> _GIVEN EXERCISE_
Copy out all of the lines below, requests included, and shift every point coordinate in the answers by adding 142 to each number.

> _EXTRACTED ENTRIES_
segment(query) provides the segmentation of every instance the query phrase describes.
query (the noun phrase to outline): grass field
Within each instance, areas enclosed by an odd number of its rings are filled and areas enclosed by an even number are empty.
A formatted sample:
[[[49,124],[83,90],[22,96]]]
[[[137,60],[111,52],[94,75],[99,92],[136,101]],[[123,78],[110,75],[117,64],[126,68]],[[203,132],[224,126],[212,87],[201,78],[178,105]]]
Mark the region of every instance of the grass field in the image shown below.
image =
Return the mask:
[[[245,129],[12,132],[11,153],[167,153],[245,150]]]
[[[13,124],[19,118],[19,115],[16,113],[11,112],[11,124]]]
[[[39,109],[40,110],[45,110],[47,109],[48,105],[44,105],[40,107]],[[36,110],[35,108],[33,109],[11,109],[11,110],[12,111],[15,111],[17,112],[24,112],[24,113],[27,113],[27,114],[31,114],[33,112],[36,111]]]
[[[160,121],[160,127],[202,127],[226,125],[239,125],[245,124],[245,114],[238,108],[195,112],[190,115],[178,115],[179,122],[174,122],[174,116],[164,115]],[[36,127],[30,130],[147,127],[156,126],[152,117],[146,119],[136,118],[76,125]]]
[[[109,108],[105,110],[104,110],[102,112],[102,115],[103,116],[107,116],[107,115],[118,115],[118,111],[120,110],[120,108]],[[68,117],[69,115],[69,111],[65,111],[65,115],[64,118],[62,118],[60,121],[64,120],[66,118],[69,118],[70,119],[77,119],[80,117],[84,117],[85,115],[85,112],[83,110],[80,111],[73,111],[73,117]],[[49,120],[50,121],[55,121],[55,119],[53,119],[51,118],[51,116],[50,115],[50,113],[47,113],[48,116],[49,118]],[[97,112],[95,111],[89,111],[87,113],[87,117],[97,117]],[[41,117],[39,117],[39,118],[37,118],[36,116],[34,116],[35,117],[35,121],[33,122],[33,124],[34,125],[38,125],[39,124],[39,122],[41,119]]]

> _RIGHT ANSWER_
segment(query) provides the segmentation of every instance the query phrase describes.
query (the noun phrase to outline): grass field
Within each instance, areas enclosed by an odd number of its rings are filled and areas enclosed by an even number are empty.
A formatted sample:
[[[49,124],[83,90],[22,96]]]
[[[137,60],[111,52],[94,75],[99,92],[136,101]],[[123,78],[110,75],[117,64],[126,68]],[[203,132],[224,126],[212,87],[201,78],[178,105]]]
Mark the region of every instance of the grass field in the image shown below.
image =
Return the mask:
[[[387,271],[154,274],[153,295],[309,295],[387,292]]]
[[[155,266],[161,260],[161,257],[158,255],[153,254],[153,266]]]
[[[181,251],[182,252],[187,252],[189,251],[190,247],[186,247],[182,249]],[[178,252],[177,250],[175,251],[153,251],[153,252],[154,253],[157,253],[159,254],[166,254],[166,255],[169,255],[169,256],[173,256],[175,254],[178,253]]]
[[[302,263],[302,269],[344,269],[368,267],[381,267],[387,266],[387,256],[380,250],[337,254],[332,257],[320,257],[321,264],[316,264],[316,258],[306,257]],[[178,269],[172,272],[289,269],[298,268],[294,259],[288,261],[278,260],[218,267]]]
[[[251,250],[247,252],[246,252],[244,254],[244,257],[245,258],[249,258],[249,257],[260,257],[260,253],[262,252],[262,250]],[[210,259],[211,257],[211,253],[207,253],[207,257],[206,260],[204,260],[202,263],[206,262],[208,260],[211,260],[212,261],[219,261],[222,259],[226,259],[227,257],[227,254],[225,252],[222,253],[215,253],[215,259]],[[191,262],[192,263],[197,263],[197,261],[195,261],[193,260],[193,258],[192,257],[192,255],[189,255],[190,258],[191,260]],[[239,254],[237,253],[231,253],[229,255],[229,259],[239,259]],[[183,259],[181,259],[181,260],[179,260],[178,258],[176,258],[177,259],[177,263],[175,264],[175,266],[176,267],[180,267],[181,266],[181,264],[183,261]]]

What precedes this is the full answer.